Written task 1
Name every distinct year that appears in the text on Beauval Indian Residential School below.
Written task 2
Please extend the text on Beauval Indian Residential School below, picking up right after its final sentence.

Document extract
Beauval Indian Residential School (1895–1983) near the northern village of Beauval, Saskatchewan was a Canadian residential school operated by the Roman Catholic Church for First Nations children. It was run by the Missionary Oblates of Mary Immaculate and the Grey Nuns.

The school was on what is now the La Plonge 192 reserve across the Beaver River from Beauval. La Plonge 192 is part of the English River Dene Nation and had 115 residents in 2011.

A fire on September 19–20, 1927, and an influenza epidemic in 1937 took the lives of many students.

History

The Beauval Indian Residential School opened in 1895 and closed in 1983. It then became the Meadow Lake Tribal Council's Beauval Indian Education Centre, which closed in 1995. The main building was demolished in the summer of 1995.

In 1911 when Bishop Charlebois visited the school he wrote that all the 44 children there were taught both French and English but that the use of French dominated.
In 1927 there were 37 students in the school, 18 girls and 19 boys, when the wooden building was destroyed by fire. All the boys perished.

Stored data
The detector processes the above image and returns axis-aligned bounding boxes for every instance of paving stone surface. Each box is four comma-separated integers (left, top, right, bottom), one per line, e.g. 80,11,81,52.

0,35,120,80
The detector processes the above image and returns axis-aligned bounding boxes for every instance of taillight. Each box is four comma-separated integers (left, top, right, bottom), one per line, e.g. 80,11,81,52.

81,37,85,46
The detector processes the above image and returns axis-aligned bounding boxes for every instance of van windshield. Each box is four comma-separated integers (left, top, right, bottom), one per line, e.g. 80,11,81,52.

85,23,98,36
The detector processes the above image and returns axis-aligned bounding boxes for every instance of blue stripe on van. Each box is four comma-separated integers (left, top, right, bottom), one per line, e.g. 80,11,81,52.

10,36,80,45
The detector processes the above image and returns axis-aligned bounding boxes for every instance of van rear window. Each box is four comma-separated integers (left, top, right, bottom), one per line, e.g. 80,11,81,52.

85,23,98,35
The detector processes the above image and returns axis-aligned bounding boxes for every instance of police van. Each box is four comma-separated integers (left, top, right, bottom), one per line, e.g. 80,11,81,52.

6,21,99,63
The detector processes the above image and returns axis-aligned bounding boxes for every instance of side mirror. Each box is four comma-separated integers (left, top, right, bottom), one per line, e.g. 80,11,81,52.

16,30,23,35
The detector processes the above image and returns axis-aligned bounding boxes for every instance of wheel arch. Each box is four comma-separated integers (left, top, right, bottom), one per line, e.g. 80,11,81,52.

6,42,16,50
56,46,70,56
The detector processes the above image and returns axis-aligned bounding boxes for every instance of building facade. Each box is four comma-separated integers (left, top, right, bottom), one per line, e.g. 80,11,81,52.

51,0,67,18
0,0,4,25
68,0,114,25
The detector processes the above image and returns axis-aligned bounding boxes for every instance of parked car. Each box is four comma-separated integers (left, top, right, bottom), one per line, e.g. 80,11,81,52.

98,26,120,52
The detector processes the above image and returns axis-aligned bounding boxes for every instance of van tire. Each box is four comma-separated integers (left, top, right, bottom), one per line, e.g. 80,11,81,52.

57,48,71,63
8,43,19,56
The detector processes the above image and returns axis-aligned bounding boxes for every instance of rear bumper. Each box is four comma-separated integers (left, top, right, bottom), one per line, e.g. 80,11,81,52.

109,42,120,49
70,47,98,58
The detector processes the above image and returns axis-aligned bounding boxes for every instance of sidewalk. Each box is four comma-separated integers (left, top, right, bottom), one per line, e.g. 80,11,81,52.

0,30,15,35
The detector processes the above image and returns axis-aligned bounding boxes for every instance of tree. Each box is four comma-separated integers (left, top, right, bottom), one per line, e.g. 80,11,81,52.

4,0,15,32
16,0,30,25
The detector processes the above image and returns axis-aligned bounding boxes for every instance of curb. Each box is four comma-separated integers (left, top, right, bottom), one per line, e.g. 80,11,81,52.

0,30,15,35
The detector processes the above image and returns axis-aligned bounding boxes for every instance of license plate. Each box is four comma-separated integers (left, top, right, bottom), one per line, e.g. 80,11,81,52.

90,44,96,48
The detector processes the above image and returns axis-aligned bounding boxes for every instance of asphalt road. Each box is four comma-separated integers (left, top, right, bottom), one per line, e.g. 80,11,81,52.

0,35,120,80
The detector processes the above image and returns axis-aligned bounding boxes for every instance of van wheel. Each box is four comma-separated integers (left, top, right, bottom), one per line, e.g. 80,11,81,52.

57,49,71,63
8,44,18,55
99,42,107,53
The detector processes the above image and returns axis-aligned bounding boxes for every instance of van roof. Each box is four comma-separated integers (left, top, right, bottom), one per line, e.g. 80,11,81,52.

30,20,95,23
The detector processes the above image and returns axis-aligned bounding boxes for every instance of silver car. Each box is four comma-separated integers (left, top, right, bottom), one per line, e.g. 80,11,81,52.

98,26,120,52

Exercise answer 1
1895, 1983, 2011, 1927, 1937, 1995, 1911

Exercise answer 2
In 1931 with the promise of a $75,000.00 grant from the Federal government a new school was started and was almost complete in January 1932. The school was made with bricks produced locally.

In 1937 a flu epidemic took the lives of more students.

Fire of 1927

During the night of September 19–20, 1927 the fire alarm rang while thirty-seven students and eight Grey Nuns were sleeping. "The fire started at the centre of the building close to the furnaces. It spread into the hallway and into the boy's dormitory and closed the outside exits. The children tried to save themselves through an inside staircase but were stopped by the flames. The whole boy's dormitory was in flames.
The older girls were heroic in guiding the younger girls to safety. Father Francois Gagnon almost suffocated. In the blink of an eye the building was totally engulfed in flames. The furnaces had been checked just three days previously. 
Sister Lea (Elise Bellerose) and nineteen boys, from the ages of 7 to 12, died." wrote the principal of the school Father Mederic Adam. (translation) "The burnt remains of the twenty victims were buried in two caskets." wrote Father Penard.(translation)

The following list of boys who died in the fire was taken from the memorial monument.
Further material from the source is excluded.